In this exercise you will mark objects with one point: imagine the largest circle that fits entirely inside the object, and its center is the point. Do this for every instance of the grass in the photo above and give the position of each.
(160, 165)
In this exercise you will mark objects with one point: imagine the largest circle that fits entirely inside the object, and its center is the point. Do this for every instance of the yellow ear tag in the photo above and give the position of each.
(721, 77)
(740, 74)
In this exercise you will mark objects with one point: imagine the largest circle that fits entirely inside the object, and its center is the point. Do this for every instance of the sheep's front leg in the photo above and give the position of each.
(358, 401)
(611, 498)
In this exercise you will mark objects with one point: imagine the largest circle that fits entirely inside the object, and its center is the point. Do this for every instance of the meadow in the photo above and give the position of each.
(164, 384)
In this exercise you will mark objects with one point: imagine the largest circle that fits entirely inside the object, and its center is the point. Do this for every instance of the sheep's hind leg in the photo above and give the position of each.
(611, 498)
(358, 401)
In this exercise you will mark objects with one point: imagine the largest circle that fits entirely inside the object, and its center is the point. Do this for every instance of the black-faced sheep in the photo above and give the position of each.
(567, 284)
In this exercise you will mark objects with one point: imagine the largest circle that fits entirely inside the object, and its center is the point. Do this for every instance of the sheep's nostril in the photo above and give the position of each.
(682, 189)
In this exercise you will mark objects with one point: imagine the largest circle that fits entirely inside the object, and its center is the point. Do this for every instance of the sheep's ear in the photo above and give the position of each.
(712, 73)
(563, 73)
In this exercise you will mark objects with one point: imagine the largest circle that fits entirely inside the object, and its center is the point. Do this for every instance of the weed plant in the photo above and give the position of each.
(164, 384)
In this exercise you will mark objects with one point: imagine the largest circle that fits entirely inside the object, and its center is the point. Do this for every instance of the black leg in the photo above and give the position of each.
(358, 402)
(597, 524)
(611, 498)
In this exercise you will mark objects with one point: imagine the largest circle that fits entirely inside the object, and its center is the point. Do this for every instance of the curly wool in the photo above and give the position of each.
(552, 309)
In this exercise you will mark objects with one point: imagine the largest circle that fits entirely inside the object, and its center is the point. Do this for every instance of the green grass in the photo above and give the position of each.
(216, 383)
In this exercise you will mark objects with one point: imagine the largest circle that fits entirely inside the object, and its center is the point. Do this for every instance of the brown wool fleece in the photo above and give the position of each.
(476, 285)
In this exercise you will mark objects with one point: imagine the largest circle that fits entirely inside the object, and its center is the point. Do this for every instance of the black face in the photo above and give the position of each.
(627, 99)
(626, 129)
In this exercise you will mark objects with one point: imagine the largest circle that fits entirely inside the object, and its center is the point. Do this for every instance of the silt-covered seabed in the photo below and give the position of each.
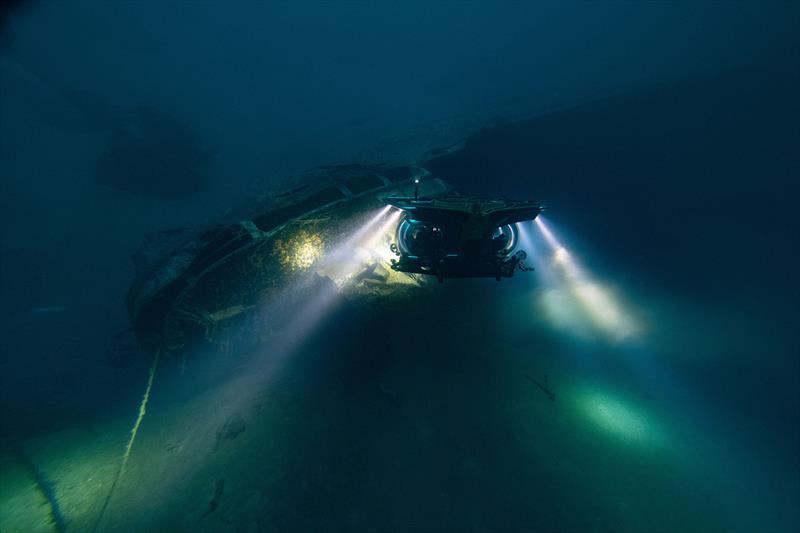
(660, 317)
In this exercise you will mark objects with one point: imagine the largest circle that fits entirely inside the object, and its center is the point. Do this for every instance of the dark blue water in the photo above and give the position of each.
(663, 139)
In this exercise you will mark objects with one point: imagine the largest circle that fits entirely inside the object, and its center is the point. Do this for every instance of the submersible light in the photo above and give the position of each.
(597, 301)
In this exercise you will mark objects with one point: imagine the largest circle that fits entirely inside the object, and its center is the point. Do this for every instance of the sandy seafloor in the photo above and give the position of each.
(672, 354)
(419, 416)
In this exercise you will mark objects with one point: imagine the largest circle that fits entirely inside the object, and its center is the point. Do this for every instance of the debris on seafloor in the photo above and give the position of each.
(232, 428)
(544, 387)
(219, 487)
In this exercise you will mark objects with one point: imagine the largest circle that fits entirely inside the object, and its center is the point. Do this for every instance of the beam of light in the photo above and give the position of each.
(598, 302)
(366, 246)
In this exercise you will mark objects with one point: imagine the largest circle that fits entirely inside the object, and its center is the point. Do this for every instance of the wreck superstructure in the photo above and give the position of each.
(193, 283)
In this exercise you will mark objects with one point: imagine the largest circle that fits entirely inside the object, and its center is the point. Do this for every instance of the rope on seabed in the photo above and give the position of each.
(131, 439)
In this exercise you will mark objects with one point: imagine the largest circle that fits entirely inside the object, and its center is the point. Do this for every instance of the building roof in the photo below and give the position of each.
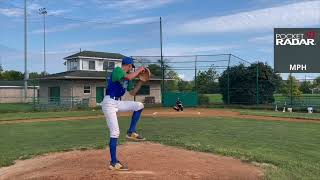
(16, 83)
(96, 54)
(11, 83)
(77, 74)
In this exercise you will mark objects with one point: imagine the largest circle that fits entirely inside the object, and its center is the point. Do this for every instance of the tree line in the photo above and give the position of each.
(11, 75)
(238, 84)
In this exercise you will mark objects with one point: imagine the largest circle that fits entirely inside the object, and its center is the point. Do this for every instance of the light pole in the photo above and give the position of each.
(26, 77)
(43, 11)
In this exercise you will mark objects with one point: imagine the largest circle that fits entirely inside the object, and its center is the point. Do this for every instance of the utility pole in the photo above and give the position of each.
(162, 65)
(25, 51)
(43, 11)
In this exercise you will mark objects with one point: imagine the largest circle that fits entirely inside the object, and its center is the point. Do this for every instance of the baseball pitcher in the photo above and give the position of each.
(119, 82)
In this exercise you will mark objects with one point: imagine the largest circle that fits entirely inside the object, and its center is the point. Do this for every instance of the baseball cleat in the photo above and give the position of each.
(135, 137)
(118, 167)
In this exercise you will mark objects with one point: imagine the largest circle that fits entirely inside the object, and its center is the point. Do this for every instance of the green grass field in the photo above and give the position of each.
(291, 149)
(42, 115)
(15, 107)
(313, 116)
(312, 99)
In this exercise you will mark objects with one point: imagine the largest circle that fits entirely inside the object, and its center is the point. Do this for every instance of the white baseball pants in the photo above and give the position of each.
(110, 107)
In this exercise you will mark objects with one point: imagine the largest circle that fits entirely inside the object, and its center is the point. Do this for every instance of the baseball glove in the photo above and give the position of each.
(145, 75)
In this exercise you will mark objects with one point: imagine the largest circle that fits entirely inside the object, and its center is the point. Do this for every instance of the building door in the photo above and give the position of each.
(99, 94)
(54, 94)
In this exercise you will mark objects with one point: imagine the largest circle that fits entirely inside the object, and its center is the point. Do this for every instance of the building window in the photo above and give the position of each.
(92, 65)
(87, 89)
(144, 90)
(105, 65)
(111, 65)
(85, 65)
(73, 64)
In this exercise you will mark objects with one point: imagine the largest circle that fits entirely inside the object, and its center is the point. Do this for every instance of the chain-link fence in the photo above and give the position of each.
(213, 80)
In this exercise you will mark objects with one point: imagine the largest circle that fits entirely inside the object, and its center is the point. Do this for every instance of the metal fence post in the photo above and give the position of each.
(195, 73)
(291, 93)
(228, 90)
(257, 84)
(34, 97)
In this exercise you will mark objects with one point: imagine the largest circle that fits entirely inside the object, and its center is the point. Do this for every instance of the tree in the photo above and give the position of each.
(34, 75)
(155, 69)
(306, 87)
(12, 75)
(243, 84)
(291, 86)
(207, 81)
(172, 83)
(185, 85)
(1, 69)
(317, 81)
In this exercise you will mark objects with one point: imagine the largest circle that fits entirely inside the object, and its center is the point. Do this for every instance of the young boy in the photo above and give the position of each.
(119, 82)
(178, 106)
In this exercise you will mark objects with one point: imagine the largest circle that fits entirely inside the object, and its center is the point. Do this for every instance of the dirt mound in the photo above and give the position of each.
(145, 160)
(165, 112)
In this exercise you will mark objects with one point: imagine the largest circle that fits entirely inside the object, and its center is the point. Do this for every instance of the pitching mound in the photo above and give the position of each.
(145, 160)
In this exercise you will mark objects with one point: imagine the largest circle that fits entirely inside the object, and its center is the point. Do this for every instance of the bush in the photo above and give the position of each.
(203, 100)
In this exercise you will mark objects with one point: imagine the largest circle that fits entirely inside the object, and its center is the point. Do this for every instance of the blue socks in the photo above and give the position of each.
(134, 120)
(113, 150)
(114, 141)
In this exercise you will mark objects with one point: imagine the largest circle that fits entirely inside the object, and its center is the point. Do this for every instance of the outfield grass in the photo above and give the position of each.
(15, 107)
(312, 99)
(291, 149)
(214, 98)
(313, 116)
(43, 115)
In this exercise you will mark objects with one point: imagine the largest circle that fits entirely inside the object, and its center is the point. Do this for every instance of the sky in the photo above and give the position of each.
(131, 27)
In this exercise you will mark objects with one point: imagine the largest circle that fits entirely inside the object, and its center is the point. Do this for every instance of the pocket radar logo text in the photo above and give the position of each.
(306, 39)
(297, 50)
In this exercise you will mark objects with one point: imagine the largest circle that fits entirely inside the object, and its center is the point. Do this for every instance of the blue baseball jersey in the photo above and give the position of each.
(117, 85)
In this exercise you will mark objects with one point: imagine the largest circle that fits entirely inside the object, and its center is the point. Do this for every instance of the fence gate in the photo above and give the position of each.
(189, 99)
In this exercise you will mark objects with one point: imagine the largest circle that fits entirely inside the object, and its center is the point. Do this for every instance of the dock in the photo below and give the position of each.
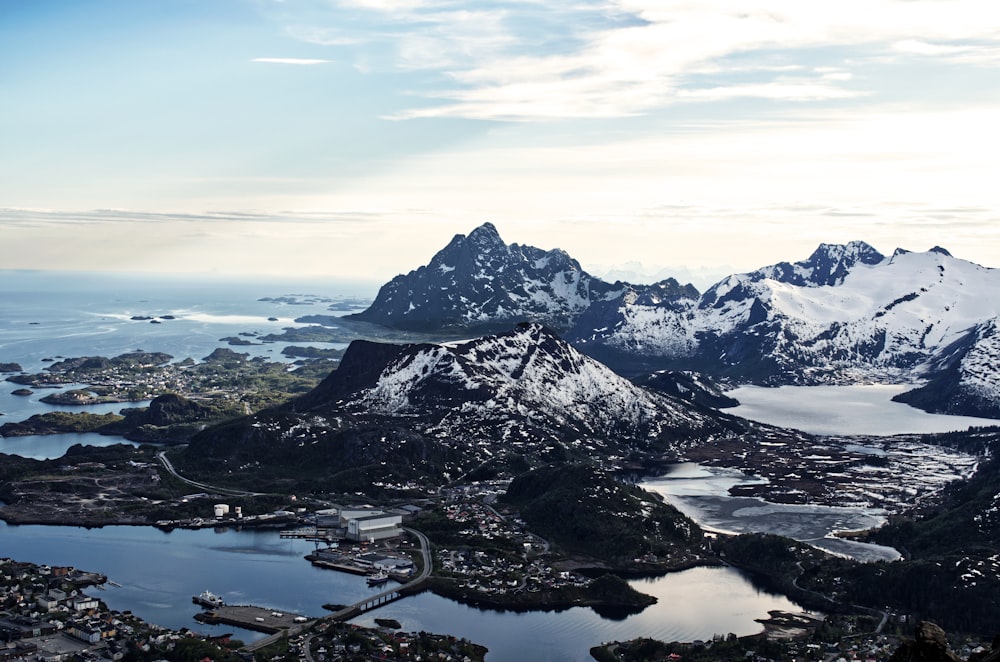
(250, 617)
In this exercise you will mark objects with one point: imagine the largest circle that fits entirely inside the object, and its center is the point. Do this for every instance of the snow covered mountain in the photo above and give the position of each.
(515, 399)
(847, 314)
(479, 284)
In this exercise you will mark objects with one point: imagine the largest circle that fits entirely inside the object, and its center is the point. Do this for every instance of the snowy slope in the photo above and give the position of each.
(478, 283)
(845, 315)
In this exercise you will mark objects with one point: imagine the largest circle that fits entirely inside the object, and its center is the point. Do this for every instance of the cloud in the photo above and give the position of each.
(289, 60)
(525, 60)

What is being asked:
Reply with exactly the lines from the one containing "of the cloud" to the last line of the material, inclusive, and with nothing more.

Answer below:
In this exercise you will mark objects with one point: imagine the largest circle that fits entirely inside the object, and its center is the point. Do this for every instance of the cloud in the photo above and give the position of each.
(289, 60)
(525, 60)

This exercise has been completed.